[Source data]
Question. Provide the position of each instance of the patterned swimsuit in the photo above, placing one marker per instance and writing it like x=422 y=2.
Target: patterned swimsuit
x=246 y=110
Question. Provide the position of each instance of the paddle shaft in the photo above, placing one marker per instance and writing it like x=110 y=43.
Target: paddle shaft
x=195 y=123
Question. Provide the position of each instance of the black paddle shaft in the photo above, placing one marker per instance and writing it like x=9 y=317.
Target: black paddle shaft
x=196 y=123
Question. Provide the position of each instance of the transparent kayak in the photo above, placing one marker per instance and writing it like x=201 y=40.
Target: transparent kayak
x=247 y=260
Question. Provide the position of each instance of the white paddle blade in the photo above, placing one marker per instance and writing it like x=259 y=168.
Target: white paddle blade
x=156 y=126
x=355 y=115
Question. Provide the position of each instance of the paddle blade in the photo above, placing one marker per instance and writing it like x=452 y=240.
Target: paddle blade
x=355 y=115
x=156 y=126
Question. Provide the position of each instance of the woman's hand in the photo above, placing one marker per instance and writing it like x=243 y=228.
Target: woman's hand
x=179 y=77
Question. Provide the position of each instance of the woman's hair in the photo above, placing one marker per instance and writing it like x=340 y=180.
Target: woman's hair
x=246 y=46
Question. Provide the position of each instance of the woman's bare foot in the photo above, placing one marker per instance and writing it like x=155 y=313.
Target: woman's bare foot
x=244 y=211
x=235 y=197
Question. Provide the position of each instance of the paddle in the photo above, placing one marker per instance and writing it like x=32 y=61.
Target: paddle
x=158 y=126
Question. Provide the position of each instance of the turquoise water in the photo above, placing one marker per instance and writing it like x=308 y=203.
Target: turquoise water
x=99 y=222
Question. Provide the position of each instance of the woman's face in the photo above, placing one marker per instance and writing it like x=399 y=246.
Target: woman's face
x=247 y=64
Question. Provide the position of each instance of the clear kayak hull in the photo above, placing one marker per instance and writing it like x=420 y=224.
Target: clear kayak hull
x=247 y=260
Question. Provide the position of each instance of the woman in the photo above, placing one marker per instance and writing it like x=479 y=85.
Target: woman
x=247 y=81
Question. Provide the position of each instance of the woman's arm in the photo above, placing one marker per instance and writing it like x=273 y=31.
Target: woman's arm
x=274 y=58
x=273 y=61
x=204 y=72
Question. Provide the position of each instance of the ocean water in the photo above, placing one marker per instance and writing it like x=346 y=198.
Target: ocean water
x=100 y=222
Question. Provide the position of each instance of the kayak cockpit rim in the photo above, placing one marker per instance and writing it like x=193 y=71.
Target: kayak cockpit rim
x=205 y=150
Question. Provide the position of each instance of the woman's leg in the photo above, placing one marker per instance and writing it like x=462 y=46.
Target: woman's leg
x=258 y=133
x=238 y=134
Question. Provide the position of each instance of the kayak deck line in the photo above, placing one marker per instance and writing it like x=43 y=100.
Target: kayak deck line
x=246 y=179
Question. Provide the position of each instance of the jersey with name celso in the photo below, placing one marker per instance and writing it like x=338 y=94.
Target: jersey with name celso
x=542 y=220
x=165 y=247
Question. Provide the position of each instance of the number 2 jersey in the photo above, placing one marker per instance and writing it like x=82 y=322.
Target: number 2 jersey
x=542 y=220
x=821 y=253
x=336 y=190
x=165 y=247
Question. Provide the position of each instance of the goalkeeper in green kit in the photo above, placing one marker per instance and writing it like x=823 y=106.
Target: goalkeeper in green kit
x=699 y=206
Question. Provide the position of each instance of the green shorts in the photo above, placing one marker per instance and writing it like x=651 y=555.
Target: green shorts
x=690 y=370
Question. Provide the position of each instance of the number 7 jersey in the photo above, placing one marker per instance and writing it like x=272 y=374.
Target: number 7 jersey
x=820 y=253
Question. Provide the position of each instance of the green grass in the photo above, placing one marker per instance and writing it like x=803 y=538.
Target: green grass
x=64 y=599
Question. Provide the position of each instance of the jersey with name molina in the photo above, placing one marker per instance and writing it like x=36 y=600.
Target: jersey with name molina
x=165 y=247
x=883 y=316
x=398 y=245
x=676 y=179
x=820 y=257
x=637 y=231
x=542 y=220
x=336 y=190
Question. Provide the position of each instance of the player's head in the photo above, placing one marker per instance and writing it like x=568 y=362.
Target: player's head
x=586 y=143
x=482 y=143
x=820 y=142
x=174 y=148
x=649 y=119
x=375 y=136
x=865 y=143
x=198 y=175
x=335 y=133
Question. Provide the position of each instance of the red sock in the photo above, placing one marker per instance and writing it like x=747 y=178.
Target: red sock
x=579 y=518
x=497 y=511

WORK TO BE COMPLETED:
Reproduce character for character the lines of the entries from the line with "like x=462 y=46." to the line with "x=238 y=134", including both of those lines.

RESULT OF THIS TASK:
Question. Provide the position of each instance of the woman's leg in the photo above, placing one marker per instance and writing it like x=462 y=46.
Target: woman's leg
x=258 y=133
x=238 y=134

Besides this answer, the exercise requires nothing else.